● Текст для чтения
--

Подобно Мейчену, Ходжсон вводит в повествование богов для усиления эффекта химеричности пейзажа. В ходе своего странствия через Равнину рассказчик понимает, что «чудищ вокруг были сотни. Они словно вырастали из теней. Нескольких я узнал — божества из знакомых мне мифов, — очертания других были непостижимы для человеческого разума»[5]. Последнее утверждение имеет большое значение, поскольку Ходжсон являет нам не только известных языческих богов, но и богов неведомых. В частности, он описывает Зверобога, гигантскую свиноподобную тварь, сочетающую в себе черты животного и человека. Мы видим введение в повествование богоподобного существа, которого нет ни в одной из известных религий — но которое является злейшим врагом смертного рода.

После этого происходит вторжение химерного в наш мир — поначалу за стенами дома, но с каждым разом всё глубже проникающего в его относительную нормальность. На сцену выходят свинорылы, малые отражения Зверобога. К ужасу рассказчика, хотя их облик и подобен свиньям, они демонстрируют неожиданный интеллект. Их ужасающее хрюканье — своеобразная осмысленная речь, зловещий намёк на то, что домашние животные приняли на себя роль человека, или что люди переродились в нечто звероподобное. «Свинорылы пребывали за пределами всего человеческого — и отнюдь не в хорошем смысле: в них воплощалось нечто злое и враждебное ко всему доброму и хорошему, что есть в человеке». Мейчен в своей повести «Великий бог Пан» описал потомство женщины и божества; оно сверхъестественно красиво, но всё ещё подобно человеку. В повести же Ходжсона мы становимся свидетелями извращённого зла, в котором и внешние, и внутренние признаки вырождены и химеричны.

Волею Ходжсона, в его химерический пейзаж вторгается время. Ужасающие космические пейзажи, через которые проносится рассказчик, из-за ускоренного бега времени практически мгновенно исчезают. Здесь мы находим много общего с описанным Гербертом Уэллсом в «Машине времени» путешествием в далёкое будущее. Но у Ходжсона отсутствует какое-либо чудо-изобретение, и рассказчик против своей воли брошен вперёд, в истлевающее будущее, в котором солнце всё быстрее и быстрее пересекает небо, постепенно угасая мрачным багрянцем. Параллели с «Машиной времени» Уэллса на этом не кончаются; так, свинорылы, выходящие из своих тёмных пещер, из Ямы, соотносятся с выродившимися подземными обитателями морлоками (а также напоминают гибриды животных и людей из его же «Острова доктора Моро»). «Порубежье» Ходжсона не ограничивается ни пространством, ни временем, и в этом неотъемлемая часть его химеричности.

--

● Предоставленный перечень
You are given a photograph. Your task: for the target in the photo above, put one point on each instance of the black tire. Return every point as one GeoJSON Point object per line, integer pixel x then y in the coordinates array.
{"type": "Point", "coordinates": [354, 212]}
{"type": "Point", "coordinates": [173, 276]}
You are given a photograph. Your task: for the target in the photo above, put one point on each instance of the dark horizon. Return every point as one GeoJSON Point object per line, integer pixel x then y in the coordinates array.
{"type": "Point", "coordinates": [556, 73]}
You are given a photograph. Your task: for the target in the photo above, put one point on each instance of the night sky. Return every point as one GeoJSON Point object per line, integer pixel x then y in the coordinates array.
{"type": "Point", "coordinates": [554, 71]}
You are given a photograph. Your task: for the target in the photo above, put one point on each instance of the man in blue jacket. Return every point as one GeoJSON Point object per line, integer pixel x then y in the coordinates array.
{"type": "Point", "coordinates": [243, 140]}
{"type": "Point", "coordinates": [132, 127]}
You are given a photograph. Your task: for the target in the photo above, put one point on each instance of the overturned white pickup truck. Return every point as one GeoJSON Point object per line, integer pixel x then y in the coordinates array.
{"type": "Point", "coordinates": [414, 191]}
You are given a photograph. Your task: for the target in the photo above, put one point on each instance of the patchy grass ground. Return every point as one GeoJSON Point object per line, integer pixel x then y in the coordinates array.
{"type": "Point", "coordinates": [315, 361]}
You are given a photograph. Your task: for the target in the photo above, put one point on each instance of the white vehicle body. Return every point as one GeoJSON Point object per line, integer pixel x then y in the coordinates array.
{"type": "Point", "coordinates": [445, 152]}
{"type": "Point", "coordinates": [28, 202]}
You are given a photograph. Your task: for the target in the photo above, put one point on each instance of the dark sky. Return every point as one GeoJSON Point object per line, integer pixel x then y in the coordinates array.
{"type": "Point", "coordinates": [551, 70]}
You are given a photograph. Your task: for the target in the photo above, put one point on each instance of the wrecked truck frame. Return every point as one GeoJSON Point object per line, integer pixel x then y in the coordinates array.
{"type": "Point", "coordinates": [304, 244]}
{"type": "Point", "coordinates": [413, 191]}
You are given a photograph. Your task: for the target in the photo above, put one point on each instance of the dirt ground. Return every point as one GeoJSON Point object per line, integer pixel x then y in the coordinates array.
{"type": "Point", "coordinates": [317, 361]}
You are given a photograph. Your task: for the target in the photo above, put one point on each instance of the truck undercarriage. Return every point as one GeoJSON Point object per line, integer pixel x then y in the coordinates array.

--

● Упражнения
1. Какую повесть Мейчена упоминает текст для чтения?
2. Напечатайте отрывок из текста для чтения: начните с места, где стоят слова «Волею Ходжсона, в», и остановитесь после слов «часть его химеричности.».
Перечень здесь никакой роли не играет.

● Полные ответы
1. «Великий бог Пан».

2.
Волею Ходжсона, в его химерический пейзаж вторгается время. Ужасающие космические пейзажи, через которые проносится рассказчик, из-за ускоренного бега времени практически мгновенно исчезают. Здесь мы находим много общего с описанным Гербертом Уэллсом в «Машине времени» путешествием в далёкое будущее. Но у Ходжсона отсутствует какое-либо чудо-изобретение, и рассказчик против своей воли брошен вперёд, в истлевающее будущее, в котором солнце всё быстрее и быстрее пересекает небо, постепенно угасая мрачным багрянцем. Параллели с «Машиной времени» Уэллса на этом не кончаются; так, свинорылы, выходящие из своих тёмных пещер, из Ямы, соотносятся с выродившимися подземными обитателями морлоками (а также напоминают гибриды животных и людей из его же «Острова доктора Моро»). «Порубежье» Ходжсона не ограничивается ни пространством, ни временем, и в этом неотъемлемая часть его химеричности.